• [TASK DIRECTIONS] Could you rewrite the items from the line with "Point out the beach sunshade" through the last of the items, swapping "child on beach" for "child on the sand" and leaving everything else unchanged?

[Stored data]
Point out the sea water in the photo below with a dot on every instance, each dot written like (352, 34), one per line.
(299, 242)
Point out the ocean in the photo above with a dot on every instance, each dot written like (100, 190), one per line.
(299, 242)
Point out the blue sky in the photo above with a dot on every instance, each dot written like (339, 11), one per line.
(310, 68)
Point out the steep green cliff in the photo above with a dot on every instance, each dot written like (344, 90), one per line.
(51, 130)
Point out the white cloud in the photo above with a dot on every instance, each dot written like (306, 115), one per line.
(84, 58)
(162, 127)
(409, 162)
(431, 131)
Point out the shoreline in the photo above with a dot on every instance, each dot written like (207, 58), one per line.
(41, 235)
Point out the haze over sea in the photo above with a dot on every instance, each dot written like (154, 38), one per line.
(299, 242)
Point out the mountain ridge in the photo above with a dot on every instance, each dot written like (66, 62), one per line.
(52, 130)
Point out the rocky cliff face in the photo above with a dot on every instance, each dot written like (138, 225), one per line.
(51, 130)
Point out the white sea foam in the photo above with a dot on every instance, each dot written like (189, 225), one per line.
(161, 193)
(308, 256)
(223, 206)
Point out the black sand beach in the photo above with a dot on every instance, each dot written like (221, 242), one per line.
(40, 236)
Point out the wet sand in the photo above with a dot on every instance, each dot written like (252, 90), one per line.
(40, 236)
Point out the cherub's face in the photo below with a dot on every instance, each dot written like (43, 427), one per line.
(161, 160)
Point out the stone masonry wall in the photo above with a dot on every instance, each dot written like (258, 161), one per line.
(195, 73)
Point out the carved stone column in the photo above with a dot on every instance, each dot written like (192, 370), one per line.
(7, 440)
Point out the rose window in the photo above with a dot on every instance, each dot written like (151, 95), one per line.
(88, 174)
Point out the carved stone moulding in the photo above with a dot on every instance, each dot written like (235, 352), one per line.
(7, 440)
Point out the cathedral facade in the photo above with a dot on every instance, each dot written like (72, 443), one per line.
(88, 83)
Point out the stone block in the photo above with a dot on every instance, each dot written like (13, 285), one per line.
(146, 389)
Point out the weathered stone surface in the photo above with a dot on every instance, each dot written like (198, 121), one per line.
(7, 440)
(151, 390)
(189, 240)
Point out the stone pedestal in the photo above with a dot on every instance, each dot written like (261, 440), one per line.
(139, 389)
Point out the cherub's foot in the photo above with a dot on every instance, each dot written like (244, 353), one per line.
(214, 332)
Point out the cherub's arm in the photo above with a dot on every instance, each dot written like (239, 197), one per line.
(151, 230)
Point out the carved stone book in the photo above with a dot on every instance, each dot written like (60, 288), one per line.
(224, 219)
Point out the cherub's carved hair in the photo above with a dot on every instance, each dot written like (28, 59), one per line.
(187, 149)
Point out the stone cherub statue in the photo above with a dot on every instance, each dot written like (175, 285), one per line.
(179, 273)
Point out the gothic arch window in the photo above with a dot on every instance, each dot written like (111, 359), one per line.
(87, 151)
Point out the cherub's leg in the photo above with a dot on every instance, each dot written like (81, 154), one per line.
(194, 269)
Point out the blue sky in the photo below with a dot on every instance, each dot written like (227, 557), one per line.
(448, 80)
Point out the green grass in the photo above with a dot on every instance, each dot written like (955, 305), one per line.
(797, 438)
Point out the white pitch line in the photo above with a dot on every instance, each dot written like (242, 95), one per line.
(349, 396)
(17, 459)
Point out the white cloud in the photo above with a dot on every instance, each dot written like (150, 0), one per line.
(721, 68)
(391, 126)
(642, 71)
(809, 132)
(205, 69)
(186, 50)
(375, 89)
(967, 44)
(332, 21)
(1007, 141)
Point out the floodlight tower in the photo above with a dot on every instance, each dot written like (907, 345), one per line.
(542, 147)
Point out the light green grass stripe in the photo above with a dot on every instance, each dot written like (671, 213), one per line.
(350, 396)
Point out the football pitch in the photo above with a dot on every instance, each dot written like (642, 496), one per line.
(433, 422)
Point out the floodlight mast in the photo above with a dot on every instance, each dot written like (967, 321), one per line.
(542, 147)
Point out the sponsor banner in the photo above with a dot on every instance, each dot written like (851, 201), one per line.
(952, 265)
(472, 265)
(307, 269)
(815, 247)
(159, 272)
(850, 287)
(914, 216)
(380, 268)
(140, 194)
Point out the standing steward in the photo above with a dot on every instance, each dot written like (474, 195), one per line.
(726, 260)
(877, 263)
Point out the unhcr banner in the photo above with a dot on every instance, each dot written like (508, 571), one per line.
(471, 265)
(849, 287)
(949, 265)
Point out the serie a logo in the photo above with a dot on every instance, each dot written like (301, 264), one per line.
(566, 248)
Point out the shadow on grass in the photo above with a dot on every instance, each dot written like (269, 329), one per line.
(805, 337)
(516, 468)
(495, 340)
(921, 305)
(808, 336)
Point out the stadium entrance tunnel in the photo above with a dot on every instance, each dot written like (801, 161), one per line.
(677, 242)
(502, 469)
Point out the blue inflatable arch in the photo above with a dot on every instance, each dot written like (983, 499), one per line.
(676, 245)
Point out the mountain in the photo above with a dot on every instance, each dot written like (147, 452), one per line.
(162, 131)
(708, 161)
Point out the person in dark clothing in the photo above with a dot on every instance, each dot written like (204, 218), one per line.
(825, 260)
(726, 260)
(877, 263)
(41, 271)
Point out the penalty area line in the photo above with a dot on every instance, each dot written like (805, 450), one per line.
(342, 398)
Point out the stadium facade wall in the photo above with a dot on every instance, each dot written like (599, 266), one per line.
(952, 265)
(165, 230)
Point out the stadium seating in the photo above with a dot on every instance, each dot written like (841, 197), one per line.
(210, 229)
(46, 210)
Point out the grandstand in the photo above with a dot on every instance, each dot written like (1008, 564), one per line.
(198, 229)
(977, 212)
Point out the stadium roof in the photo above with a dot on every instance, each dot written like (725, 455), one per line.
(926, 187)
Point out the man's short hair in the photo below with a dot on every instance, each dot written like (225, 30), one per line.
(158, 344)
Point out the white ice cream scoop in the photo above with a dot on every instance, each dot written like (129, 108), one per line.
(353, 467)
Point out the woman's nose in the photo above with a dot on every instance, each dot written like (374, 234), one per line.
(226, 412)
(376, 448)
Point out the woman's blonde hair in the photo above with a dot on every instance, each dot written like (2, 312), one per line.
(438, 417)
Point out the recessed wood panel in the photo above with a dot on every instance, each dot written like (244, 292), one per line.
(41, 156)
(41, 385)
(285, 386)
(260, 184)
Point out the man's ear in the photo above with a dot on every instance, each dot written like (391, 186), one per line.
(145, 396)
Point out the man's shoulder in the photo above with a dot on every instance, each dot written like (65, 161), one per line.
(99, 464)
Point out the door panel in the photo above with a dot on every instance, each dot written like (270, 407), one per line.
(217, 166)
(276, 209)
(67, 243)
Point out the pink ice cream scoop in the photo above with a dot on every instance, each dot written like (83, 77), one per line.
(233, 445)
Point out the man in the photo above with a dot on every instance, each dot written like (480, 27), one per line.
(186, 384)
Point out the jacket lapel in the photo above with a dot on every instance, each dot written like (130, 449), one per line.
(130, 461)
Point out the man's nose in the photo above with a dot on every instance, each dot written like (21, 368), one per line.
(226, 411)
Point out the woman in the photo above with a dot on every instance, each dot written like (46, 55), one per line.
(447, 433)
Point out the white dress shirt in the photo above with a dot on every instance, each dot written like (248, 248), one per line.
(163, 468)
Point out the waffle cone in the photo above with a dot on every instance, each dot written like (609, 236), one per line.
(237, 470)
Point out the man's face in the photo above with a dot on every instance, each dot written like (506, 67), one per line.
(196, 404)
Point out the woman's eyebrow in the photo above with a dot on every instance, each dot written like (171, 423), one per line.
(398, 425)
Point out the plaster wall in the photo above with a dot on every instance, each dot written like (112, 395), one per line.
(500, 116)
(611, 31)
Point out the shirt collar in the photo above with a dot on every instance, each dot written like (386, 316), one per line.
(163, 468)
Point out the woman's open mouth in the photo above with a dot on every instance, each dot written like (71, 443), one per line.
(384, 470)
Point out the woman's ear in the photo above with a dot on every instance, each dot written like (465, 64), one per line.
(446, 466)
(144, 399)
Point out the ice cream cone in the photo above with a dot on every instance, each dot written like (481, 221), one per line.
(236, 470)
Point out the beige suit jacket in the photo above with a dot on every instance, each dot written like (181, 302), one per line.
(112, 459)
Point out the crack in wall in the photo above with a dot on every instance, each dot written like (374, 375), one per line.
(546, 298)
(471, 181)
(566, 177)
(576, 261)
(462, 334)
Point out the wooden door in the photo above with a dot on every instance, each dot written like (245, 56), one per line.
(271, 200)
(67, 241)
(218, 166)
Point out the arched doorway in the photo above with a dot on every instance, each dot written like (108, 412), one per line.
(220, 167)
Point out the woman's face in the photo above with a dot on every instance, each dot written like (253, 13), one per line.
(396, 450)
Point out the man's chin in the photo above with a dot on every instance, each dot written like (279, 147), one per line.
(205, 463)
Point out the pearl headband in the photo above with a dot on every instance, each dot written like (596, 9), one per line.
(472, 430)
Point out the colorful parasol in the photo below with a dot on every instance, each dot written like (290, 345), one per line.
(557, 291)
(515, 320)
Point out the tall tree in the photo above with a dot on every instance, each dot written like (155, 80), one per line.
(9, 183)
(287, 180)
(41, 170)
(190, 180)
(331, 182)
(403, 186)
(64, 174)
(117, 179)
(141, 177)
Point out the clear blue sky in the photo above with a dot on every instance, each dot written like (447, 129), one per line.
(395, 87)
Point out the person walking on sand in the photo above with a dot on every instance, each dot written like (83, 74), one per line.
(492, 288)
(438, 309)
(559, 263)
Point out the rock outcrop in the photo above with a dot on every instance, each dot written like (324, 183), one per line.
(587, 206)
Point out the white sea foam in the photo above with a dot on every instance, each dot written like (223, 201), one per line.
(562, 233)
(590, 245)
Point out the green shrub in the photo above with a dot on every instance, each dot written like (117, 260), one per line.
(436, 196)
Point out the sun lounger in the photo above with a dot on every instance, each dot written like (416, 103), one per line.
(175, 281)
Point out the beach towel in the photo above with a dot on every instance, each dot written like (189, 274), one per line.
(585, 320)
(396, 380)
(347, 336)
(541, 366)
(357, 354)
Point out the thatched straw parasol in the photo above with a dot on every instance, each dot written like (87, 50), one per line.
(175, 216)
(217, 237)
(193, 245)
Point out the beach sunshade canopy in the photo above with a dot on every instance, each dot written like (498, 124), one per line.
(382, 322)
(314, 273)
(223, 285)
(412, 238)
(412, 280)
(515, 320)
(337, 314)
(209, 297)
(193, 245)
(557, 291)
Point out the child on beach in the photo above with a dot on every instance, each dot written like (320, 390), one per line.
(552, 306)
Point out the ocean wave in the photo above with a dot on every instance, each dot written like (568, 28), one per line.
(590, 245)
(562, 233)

• [ANSWER]
Point out the beach sunshade canopy in the photo above with a dot on every instance, each dot written like (498, 124), one per line.
(382, 322)
(314, 273)
(223, 285)
(412, 238)
(412, 280)
(515, 320)
(337, 314)
(209, 297)
(193, 245)
(557, 291)
Point out the child on the sand in the photo above with a dot on every instance, each dot written like (320, 390), one per line.
(552, 306)
Point out the ocean wave in the photo above with a dot on every instance, each dot written like (568, 28), one per line.
(590, 245)
(562, 233)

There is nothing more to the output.